» Directions:
Write out the entries once more, exactly as they appear.
BEGIN
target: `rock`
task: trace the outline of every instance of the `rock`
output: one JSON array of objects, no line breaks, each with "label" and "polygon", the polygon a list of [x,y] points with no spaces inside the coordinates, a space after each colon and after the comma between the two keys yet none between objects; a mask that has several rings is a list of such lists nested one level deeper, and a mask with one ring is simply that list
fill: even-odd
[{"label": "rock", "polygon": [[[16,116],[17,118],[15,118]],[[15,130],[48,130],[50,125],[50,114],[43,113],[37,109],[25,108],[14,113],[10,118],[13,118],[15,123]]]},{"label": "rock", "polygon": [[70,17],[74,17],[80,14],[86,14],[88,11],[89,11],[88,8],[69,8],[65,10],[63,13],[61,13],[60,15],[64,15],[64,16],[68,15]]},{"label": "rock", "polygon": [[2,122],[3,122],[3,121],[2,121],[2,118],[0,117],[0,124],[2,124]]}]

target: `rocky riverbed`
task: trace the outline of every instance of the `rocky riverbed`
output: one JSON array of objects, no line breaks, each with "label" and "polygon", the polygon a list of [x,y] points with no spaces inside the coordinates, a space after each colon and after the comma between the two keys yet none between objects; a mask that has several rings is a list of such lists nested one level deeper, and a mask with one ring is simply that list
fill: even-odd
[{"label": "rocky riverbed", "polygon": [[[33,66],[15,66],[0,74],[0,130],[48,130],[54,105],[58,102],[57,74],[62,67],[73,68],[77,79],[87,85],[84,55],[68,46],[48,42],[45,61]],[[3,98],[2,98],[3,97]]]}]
END
» Expected answer:
target: `rock`
task: trace the outline of every instance of the `rock`
output: one JSON array of objects, no line breaks, each with "label" and "polygon", the polygon a list of [x,y] points with no spaces inside the coordinates, a space after each colon and after the comma between the two keys yet none between objects; a mask that has several rings is a list of such lists nested one level deeper, and a mask with one ring is simply that list
fill: even-odd
[{"label": "rock", "polygon": [[[16,116],[17,118],[15,118]],[[15,130],[48,130],[50,125],[50,114],[43,113],[37,109],[25,108],[14,113],[10,118],[13,118],[15,123]]]},{"label": "rock", "polygon": [[70,17],[74,17],[80,14],[86,14],[88,11],[89,11],[88,8],[69,8],[65,10],[63,13],[61,13],[60,15],[64,15],[64,16],[68,15]]},{"label": "rock", "polygon": [[2,122],[3,122],[3,121],[2,121],[2,118],[0,117],[0,124],[2,124]]}]

target: `rocky riverbed`
task: trace the outline of every instance of the `rocky riverbed`
output: one JSON array of objects, no line breaks, each with "label" and "polygon", the polygon a list of [x,y] points with no spaces inside the coordinates, a space after each colon and after the comma between the two keys yet none between objects; a mask that has several rings is a list of such lists nested one level deeper, and a mask with one ring is simply that list
fill: even-odd
[{"label": "rocky riverbed", "polygon": [[[33,66],[15,66],[0,74],[0,130],[48,130],[54,105],[58,102],[57,74],[62,67],[73,68],[77,79],[87,85],[84,55],[68,46],[48,42],[45,61]],[[3,98],[2,98],[3,97]]]}]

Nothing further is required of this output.